## Set exercise
Copy the records below word for word, leaving out the pictures.

★ ★ ★ ★ ★

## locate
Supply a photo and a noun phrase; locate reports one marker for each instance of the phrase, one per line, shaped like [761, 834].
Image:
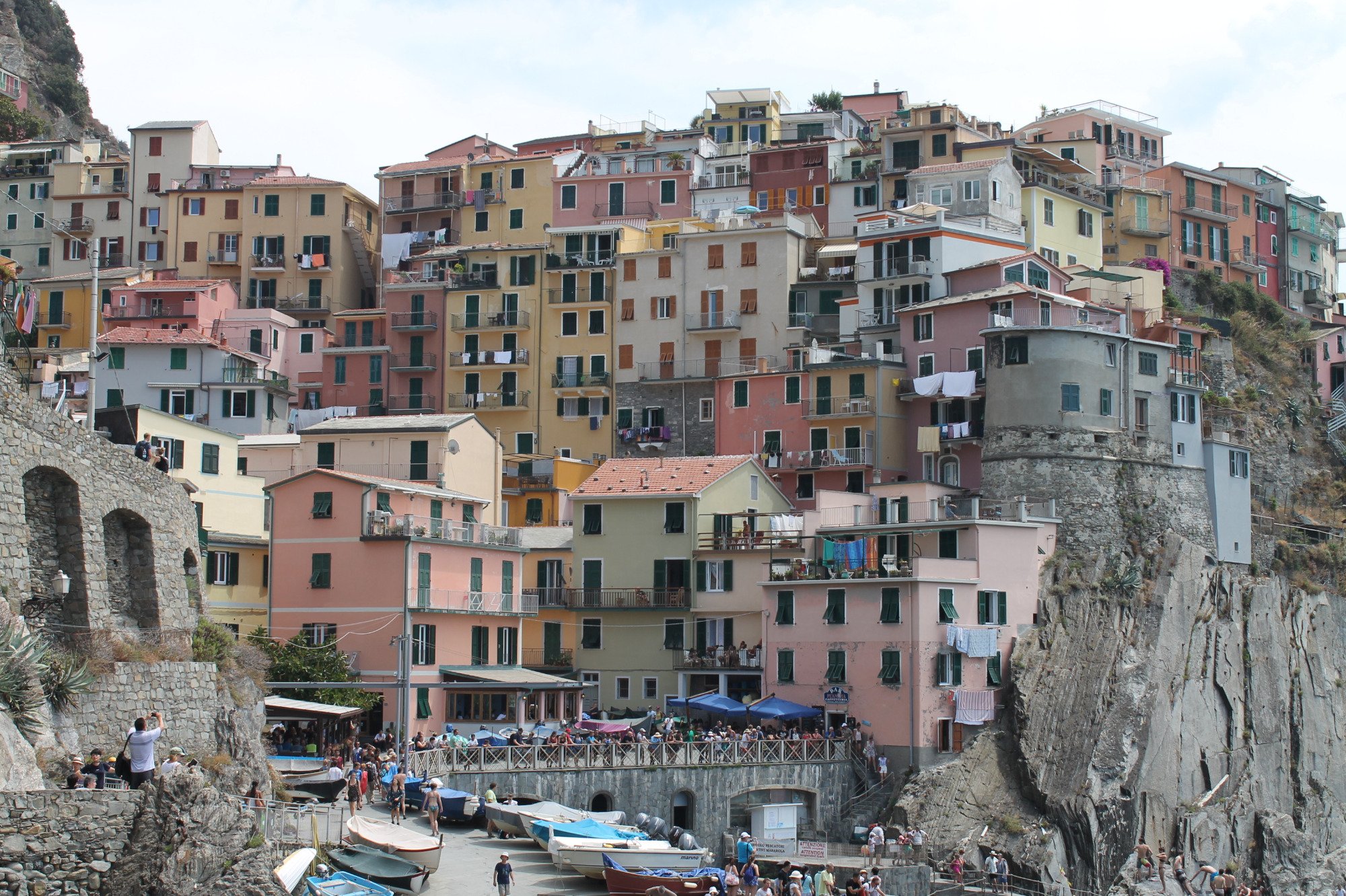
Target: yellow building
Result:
[231, 508]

★ ★ ★ ★ ★

## Problem solution
## locate
Supply a photo and a noun phrase; locate reports one marker for each instance of the phrase, one per line, shaped like [761, 834].
Image:
Target: yellow building
Result:
[231, 508]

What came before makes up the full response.